• SOURCE TEXT:
====================
Tariff Timebomb: how the new trade war is driving the global EV race

Tariff Timebomb: how the new trade war is driving the global EV race

key takeaways.

  • The EV race is now about geopolitics as much as engineering, with China setting the pace, the US disrupting through tariffs, and legacy brands scrambling to stay relevant
  • President Trump’s 25–50% tariffs on foreign cars and parts are disrupting the global auto market, hitting EU and Chinese exports while accelerating protectionist policies
  • China has rapidly transitioned from imitator to innovator, with BYD, CATL, and Geely leading globally in EVs and battery tech thanks to state support, vertical integration, rare earth control, and innovative design
  • European carmakers face a strategic choice – compete or collaborate with China – while trying to protect market share through localised production and partnerships.

The electric vehicle (EV) revolution is reshaping the automotive industry and related sectors (including battery manufacturing, mining, and energy infrastructure) as the balance of power in the auto sector shifts from the legacy players to Chinese automakers. It comes against a backdrop of mounting trade pressure from US President Donald Trump. Understanding the interplay between trade policy, macroeconomics, and China’s accelerating dominance is essential.
====================
• LISTED ENTRIES:
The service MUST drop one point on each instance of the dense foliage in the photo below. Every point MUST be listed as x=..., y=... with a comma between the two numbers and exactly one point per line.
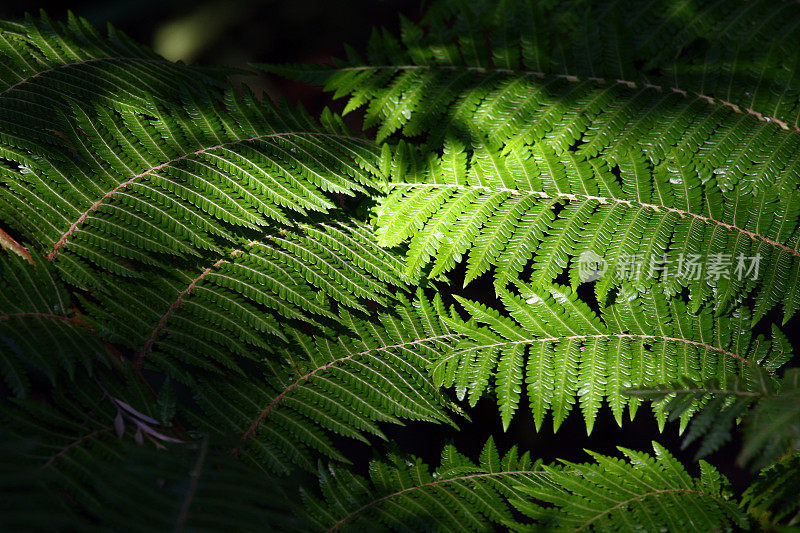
x=205, y=295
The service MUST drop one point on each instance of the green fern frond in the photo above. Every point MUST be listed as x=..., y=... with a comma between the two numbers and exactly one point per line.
x=564, y=351
x=658, y=226
x=650, y=493
x=403, y=494
x=774, y=497
x=240, y=303
x=769, y=408
x=40, y=330
x=345, y=384
x=82, y=452
x=542, y=162
x=498, y=62
x=141, y=188
x=47, y=65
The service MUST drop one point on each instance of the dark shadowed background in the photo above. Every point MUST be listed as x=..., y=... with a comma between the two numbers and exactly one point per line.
x=219, y=32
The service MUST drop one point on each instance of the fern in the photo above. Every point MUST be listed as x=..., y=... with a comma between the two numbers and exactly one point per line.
x=774, y=497
x=545, y=165
x=346, y=385
x=651, y=493
x=40, y=331
x=770, y=409
x=402, y=493
x=563, y=350
x=124, y=194
x=210, y=298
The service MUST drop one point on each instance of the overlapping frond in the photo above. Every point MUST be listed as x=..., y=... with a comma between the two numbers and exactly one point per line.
x=648, y=493
x=143, y=188
x=497, y=62
x=556, y=346
x=403, y=494
x=774, y=497
x=86, y=467
x=345, y=384
x=236, y=306
x=543, y=161
x=769, y=408
x=549, y=212
x=46, y=65
x=40, y=330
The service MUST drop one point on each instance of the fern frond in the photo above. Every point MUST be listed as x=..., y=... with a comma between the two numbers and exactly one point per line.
x=774, y=497
x=657, y=227
x=403, y=494
x=541, y=161
x=46, y=65
x=238, y=304
x=139, y=188
x=88, y=466
x=498, y=62
x=40, y=330
x=345, y=384
x=769, y=408
x=647, y=492
x=565, y=351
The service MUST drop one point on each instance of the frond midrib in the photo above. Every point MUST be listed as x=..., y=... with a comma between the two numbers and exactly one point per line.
x=603, y=200
x=434, y=483
x=736, y=108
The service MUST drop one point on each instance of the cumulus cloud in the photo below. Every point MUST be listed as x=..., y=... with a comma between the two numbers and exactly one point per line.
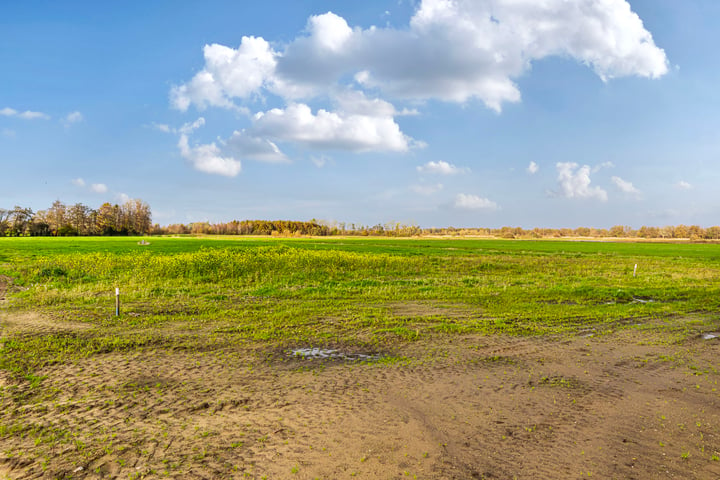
x=73, y=117
x=229, y=73
x=574, y=182
x=98, y=188
x=207, y=158
x=476, y=49
x=27, y=114
x=440, y=168
x=427, y=189
x=450, y=50
x=327, y=130
x=473, y=202
x=256, y=148
x=625, y=186
x=597, y=168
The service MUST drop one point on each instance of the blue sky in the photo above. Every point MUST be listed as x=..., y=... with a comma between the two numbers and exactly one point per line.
x=439, y=113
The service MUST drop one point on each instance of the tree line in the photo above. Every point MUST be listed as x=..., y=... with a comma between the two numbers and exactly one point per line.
x=394, y=229
x=134, y=218
x=131, y=218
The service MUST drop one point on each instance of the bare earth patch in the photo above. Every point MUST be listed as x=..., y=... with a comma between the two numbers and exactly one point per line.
x=625, y=405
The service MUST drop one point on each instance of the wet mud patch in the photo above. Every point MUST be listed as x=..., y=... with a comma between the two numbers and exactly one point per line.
x=428, y=309
x=331, y=354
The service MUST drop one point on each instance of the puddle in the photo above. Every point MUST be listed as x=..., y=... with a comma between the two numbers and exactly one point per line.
x=330, y=354
x=642, y=300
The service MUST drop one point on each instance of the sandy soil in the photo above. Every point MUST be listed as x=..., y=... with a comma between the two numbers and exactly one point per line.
x=625, y=405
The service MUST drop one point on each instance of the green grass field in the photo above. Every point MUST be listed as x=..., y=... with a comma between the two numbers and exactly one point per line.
x=236, y=304
x=361, y=290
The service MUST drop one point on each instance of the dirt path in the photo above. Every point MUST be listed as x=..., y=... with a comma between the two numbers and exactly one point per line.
x=628, y=405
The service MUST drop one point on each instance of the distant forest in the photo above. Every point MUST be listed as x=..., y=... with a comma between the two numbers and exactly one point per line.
x=131, y=218
x=134, y=217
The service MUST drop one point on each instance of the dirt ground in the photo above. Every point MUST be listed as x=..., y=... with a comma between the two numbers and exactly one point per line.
x=622, y=405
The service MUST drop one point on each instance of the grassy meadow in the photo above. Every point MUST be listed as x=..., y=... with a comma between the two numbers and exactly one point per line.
x=371, y=292
x=196, y=377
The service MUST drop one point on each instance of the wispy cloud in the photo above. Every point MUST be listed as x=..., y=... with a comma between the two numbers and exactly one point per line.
x=426, y=189
x=98, y=188
x=474, y=202
x=441, y=168
x=625, y=186
x=73, y=117
x=574, y=182
x=27, y=114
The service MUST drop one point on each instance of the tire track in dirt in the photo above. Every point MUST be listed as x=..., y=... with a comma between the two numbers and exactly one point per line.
x=461, y=407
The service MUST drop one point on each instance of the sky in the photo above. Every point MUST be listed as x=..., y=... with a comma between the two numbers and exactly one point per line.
x=464, y=113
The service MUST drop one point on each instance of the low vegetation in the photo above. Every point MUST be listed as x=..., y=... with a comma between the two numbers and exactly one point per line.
x=196, y=373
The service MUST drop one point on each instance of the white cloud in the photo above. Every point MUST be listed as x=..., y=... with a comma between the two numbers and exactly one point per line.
x=625, y=186
x=575, y=182
x=440, y=168
x=474, y=202
x=207, y=158
x=597, y=168
x=331, y=130
x=427, y=189
x=256, y=148
x=451, y=50
x=229, y=73
x=27, y=115
x=320, y=161
x=73, y=117
x=188, y=128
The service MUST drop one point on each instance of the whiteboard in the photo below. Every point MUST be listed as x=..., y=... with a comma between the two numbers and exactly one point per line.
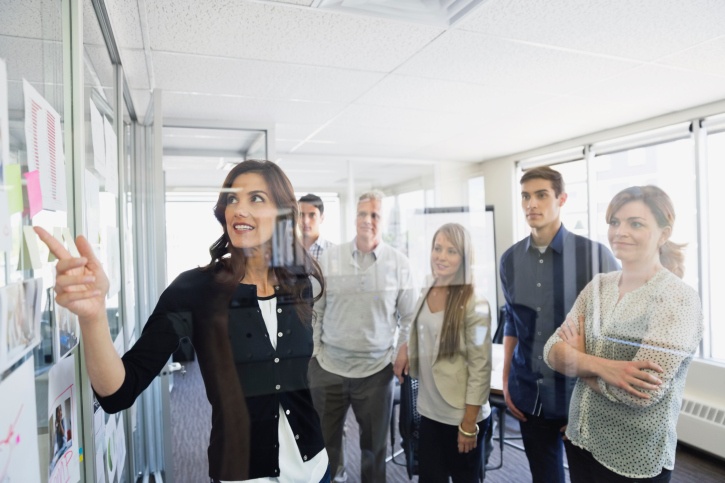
x=480, y=224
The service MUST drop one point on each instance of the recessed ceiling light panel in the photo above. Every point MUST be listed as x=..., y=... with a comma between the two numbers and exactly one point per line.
x=439, y=13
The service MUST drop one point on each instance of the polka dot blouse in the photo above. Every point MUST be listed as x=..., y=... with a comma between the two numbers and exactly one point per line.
x=660, y=321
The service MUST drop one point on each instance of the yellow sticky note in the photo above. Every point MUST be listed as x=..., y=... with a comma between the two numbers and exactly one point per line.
x=14, y=188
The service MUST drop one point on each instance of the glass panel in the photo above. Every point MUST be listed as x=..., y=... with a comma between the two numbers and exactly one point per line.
x=670, y=166
x=716, y=257
x=31, y=49
x=190, y=230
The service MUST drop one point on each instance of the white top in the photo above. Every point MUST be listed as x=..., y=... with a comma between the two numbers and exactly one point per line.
x=430, y=402
x=292, y=468
x=660, y=321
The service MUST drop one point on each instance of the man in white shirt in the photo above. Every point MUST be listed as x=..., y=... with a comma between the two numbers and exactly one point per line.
x=361, y=321
x=312, y=214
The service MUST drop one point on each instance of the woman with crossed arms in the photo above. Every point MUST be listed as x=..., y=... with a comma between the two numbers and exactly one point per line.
x=629, y=339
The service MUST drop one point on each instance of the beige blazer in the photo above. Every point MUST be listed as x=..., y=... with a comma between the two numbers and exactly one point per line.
x=466, y=378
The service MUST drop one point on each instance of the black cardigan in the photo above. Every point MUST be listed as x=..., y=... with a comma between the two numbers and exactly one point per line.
x=195, y=306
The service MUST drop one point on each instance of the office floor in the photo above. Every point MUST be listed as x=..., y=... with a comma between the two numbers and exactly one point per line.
x=191, y=414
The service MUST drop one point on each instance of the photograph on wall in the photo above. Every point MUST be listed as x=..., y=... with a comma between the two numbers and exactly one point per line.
x=59, y=432
x=44, y=140
x=19, y=322
x=65, y=331
x=64, y=456
x=19, y=461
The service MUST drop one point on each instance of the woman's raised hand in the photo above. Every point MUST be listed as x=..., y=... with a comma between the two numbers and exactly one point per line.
x=81, y=284
x=572, y=332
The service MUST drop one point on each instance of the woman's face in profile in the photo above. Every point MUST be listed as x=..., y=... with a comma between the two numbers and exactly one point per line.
x=444, y=258
x=634, y=233
x=250, y=213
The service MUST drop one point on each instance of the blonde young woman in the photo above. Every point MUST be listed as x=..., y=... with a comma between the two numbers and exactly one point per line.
x=450, y=354
x=629, y=339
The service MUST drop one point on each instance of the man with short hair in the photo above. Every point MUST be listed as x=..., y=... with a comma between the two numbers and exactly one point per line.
x=541, y=277
x=312, y=214
x=361, y=322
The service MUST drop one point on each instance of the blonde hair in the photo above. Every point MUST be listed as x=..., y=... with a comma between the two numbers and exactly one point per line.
x=672, y=255
x=459, y=292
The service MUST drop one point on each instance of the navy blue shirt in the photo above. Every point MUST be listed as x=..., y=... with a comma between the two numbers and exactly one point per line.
x=540, y=289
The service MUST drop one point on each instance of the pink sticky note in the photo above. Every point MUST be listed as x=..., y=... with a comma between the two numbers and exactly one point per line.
x=35, y=197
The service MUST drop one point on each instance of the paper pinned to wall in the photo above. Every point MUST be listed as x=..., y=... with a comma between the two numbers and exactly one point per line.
x=6, y=230
x=44, y=140
x=64, y=236
x=13, y=187
x=30, y=250
x=19, y=320
x=64, y=463
x=19, y=459
x=4, y=125
x=35, y=195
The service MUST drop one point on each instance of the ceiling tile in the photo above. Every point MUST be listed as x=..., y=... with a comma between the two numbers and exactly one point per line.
x=382, y=135
x=396, y=118
x=232, y=108
x=294, y=132
x=283, y=33
x=92, y=34
x=667, y=88
x=304, y=3
x=141, y=99
x=476, y=58
x=31, y=19
x=643, y=29
x=27, y=59
x=269, y=80
x=126, y=23
x=134, y=66
x=448, y=96
x=708, y=57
====================
• WHAT IS EXPECTED:
Please return the whole article above on tariffs and the global EV race, word for word and in full.

• SOLVED PROBLEM:
Tariff Timebomb: how the new trade war is driving the global EV race

Tariff Timebomb: how the new trade war is driving the global EV race

key takeaways.

  • The EV race is now about geopolitics as much as engineering, with China setting the pace, the US disrupting through tariffs, and legacy brands scrambling to stay relevant
  • President Trump’s 25–50% tariffs on foreign cars and parts are disrupting the global auto market, hitting EU and Chinese exports while accelerating protectionist policies
  • China has rapidly transitioned from imitator to innovator, with BYD, CATL, and Geely leading globally in EVs and battery tech thanks to state support, vertical integration, rare earth control, and innovative design
  • European carmakers face a strategic choice – compete or collaborate with China – while trying to protect market share through localised production and partnerships.

The electric vehicle (EV) revolution is reshaping the automotive industry and related sectors (including battery manufacturing, mining, and energy infrastructure) as the balance of power in the auto sector shifts from the legacy players to Chinese automakers. It comes against a backdrop of mounting trade pressure from US President Donald Trump. Understanding the interplay between trade policy, macroeconomics, and China’s accelerating dominance is essential.